[GIVEN PROBLEM 1]: Update the rows between the line holding "of the knotty" and the line holding "x=538, y=257", inclusive, so that "knotty pine paneling" becomes "cedar plank wall" and nothing else changes.

[PAGE EXCERPT]:
○ ○ ○ ○ ○ ○ ○

Homecoming 2000

 

  
  

 
   

LETTERS TO THE EDITOR

The Culture of Giving

 

In reading the May 2000 issue of Columbia College Today, I came across the Class Notes for the Class of 1950 that included their plans for their 50th Reunion. It seems that their 50th reunion committee has set a goal of $100,000 for the class gift to the College for that year. According to the committee this will make the Class of 1950 noteworthy in the College's history! I suppose that by Columbia College standards $100,000 is indeed noteworthy. However, I have just returned from accompanying my wife, Virginia, to her 50th Reunion at Mount Holyoke College. Her class's gift to the College to mark their 50th anniversary totaled $1,222,500 from a class of 214 living alumnae, and also reflected 100 percent participation This was a record for a Mount Holyoke 50th Reunion Class giving - indeed noteworthy.

All this brought back some very frustrating memories. When I was President of the Columbia College Alumni Association (1986-88), I tried to change the culture of Columbia College Alumni giving. Being aware for many years of how well Mount Holyoke College alumnae performed in this area, I prepared a presentation to various groups that demonstrated how Mount Holyoke College did this and that, and indeed it was a different culture. It is not just a one-year thing. Freshmen are asked to donate, even if is only 50 cents or a dollar! This gets everybody in the "habit" of giving from the very beginning. The graduating class always gives a College gift. The five-year anniversary classes always give the college a substantial gift, as shown by the Class of 1950's gift this year. But it is a five-year plan and not a one-year gift. Alumnae giving to the annual Alumnae Association Fund is continued along with the five-year reunion gift.

○ ○ ○ ○ ○ ○ ○

Coordinate annotation rows
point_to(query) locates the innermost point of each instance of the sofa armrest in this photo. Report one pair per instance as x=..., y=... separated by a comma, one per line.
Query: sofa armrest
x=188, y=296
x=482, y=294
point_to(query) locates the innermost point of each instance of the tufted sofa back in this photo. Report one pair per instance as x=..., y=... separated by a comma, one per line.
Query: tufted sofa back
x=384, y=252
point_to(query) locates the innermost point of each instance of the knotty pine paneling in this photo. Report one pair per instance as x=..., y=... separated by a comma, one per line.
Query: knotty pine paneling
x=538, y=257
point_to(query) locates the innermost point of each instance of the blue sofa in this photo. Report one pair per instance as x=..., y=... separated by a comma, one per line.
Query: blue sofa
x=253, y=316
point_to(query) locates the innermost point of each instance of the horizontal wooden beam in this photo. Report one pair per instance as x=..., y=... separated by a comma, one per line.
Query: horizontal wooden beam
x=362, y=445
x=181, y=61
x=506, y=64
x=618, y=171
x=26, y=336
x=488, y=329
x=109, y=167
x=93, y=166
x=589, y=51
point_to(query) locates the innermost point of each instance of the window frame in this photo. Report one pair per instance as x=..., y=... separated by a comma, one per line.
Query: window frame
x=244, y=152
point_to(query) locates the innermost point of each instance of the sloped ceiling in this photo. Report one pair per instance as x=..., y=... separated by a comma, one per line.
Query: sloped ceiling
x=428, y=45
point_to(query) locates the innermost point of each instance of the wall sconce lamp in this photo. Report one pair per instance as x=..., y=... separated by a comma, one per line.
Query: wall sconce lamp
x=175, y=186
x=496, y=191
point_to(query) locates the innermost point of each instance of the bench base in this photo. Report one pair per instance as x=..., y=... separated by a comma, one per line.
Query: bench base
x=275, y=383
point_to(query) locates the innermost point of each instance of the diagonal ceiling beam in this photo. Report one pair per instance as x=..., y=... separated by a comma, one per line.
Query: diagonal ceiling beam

○ ○ ○ ○ ○ ○ ○

[GIVEN PROBLEM 2]: Reproduce the part of the letter on alumni giving between "The Culture of Giving" and "- indeed noteworthy.", inclusive, word for word.

[CORRECT RESULT 1]:
point_to(query) locates the innermost point of each instance of the cedar plank wall in this photo. Report one pair per instance as x=..., y=... separated by a comma, one per line.
Query: cedar plank wall
x=538, y=257

[CORRECT RESULT 2]:
The Culture of Giving

 

In reading the May 2000 issue of Columbia College Today, I came across the Class Notes for the Class of 1950 that included their plans for their 50th Reunion. It seems that their 50th reunion committee has set a goal of $100,000 for the class gift to the College for that year. According to the committee this will make the Class of 1950 noteworthy in the College's history! I suppose that by Columbia College standards $100,000 is indeed noteworthy. However, I have just returned from accompanying my wife, Virginia, to her 50th Reunion at Mount Holyoke College. Her class's gift to the College to mark their 50th anniversary totaled $1,222,500 from a class of 214 living alumnae, and also reflected 100 percent participation This was a record for a Mount Holyoke 50th Reunion Class giving - indeed noteworthy.